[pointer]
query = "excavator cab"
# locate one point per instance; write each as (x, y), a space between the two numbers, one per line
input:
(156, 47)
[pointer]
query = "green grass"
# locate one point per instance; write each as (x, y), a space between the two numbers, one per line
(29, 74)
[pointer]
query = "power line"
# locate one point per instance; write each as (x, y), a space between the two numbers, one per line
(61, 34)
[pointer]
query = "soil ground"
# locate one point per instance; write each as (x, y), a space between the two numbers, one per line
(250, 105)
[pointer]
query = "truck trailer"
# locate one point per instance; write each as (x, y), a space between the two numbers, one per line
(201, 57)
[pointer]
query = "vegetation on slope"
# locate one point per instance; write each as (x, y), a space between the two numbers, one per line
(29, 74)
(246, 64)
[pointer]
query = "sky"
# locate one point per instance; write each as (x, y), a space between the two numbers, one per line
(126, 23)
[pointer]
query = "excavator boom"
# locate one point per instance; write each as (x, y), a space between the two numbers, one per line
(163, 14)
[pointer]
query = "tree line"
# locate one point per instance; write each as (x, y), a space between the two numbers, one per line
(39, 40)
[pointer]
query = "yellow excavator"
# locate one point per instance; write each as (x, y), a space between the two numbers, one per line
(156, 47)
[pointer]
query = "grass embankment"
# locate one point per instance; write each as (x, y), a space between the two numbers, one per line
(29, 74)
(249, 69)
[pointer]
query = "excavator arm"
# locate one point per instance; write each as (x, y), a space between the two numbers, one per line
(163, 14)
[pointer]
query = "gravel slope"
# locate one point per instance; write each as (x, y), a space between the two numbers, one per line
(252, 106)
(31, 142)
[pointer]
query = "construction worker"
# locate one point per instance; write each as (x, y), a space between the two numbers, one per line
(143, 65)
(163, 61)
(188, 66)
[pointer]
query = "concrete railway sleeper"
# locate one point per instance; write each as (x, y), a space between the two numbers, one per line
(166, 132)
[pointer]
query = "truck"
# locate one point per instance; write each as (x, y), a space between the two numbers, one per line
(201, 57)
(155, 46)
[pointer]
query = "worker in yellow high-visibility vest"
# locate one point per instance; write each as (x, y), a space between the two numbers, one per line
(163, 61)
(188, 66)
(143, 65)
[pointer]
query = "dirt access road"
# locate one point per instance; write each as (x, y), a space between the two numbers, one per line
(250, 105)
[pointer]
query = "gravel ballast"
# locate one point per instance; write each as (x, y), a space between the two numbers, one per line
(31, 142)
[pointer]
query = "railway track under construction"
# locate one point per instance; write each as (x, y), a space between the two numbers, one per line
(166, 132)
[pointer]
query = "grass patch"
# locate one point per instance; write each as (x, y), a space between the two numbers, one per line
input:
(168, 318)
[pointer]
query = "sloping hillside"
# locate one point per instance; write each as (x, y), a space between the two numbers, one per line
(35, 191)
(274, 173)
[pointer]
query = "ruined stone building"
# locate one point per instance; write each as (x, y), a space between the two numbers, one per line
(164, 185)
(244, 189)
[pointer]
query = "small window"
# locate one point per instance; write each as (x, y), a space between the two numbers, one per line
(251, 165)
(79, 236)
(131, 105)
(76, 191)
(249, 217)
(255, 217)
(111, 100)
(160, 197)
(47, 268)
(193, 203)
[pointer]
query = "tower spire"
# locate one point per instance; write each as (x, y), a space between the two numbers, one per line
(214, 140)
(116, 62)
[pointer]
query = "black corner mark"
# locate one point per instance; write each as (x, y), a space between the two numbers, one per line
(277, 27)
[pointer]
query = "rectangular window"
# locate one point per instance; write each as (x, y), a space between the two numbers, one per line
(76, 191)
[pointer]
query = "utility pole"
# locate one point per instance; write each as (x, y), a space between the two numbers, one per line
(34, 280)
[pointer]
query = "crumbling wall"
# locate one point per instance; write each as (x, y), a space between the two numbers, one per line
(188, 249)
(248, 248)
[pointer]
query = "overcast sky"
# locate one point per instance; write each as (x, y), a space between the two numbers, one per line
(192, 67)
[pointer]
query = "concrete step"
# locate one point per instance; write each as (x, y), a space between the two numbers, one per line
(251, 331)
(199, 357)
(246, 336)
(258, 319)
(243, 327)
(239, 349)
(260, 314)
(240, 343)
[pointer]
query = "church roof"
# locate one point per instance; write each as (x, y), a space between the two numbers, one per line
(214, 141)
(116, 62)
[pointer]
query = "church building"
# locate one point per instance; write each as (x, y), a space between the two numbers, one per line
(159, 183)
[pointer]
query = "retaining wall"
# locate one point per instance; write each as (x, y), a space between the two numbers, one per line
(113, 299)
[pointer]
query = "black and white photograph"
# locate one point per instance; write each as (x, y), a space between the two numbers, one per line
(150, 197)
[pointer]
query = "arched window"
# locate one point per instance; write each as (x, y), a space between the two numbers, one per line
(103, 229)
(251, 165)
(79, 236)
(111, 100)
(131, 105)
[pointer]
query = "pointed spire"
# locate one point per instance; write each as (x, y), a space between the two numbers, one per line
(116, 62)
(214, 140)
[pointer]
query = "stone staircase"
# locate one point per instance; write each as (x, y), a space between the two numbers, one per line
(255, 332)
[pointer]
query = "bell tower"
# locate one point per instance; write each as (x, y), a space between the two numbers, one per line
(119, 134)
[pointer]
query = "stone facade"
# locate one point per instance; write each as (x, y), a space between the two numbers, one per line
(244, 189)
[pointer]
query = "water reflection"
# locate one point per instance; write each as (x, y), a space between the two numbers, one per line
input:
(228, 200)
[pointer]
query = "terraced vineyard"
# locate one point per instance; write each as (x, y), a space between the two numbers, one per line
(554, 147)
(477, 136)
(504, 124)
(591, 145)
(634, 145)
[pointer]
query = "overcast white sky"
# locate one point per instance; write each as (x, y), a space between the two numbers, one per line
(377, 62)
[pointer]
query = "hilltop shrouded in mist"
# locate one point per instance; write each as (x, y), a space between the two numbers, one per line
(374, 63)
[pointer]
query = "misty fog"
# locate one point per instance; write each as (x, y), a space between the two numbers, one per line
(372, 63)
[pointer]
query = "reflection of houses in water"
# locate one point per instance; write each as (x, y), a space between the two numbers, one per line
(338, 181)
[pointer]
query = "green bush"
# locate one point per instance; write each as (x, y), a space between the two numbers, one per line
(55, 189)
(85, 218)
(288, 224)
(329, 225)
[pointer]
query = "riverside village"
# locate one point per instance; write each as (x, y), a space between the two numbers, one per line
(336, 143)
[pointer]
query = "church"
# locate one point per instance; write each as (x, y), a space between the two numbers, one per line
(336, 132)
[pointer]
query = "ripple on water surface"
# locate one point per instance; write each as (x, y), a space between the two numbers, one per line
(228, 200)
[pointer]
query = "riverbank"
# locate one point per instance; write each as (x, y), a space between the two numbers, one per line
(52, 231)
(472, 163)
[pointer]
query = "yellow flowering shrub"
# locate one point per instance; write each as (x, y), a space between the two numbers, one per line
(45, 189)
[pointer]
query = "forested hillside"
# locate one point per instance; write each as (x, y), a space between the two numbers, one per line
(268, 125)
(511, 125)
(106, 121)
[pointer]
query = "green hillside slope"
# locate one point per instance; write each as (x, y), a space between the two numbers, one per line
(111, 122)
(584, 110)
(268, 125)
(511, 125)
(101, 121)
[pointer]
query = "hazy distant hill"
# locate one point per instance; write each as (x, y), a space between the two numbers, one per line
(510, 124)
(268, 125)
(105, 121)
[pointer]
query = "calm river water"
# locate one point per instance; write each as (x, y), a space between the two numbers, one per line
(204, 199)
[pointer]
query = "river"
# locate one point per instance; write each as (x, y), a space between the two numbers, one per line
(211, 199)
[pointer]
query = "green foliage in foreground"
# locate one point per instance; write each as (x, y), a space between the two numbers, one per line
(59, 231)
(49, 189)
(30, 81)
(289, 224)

▸ WHAT YOU ARE ASKED TO DO
Please report every line of the listing that contains the string "wall".

▸ ANSWER AREA
query = "crumbling wall"
query = "retaining wall"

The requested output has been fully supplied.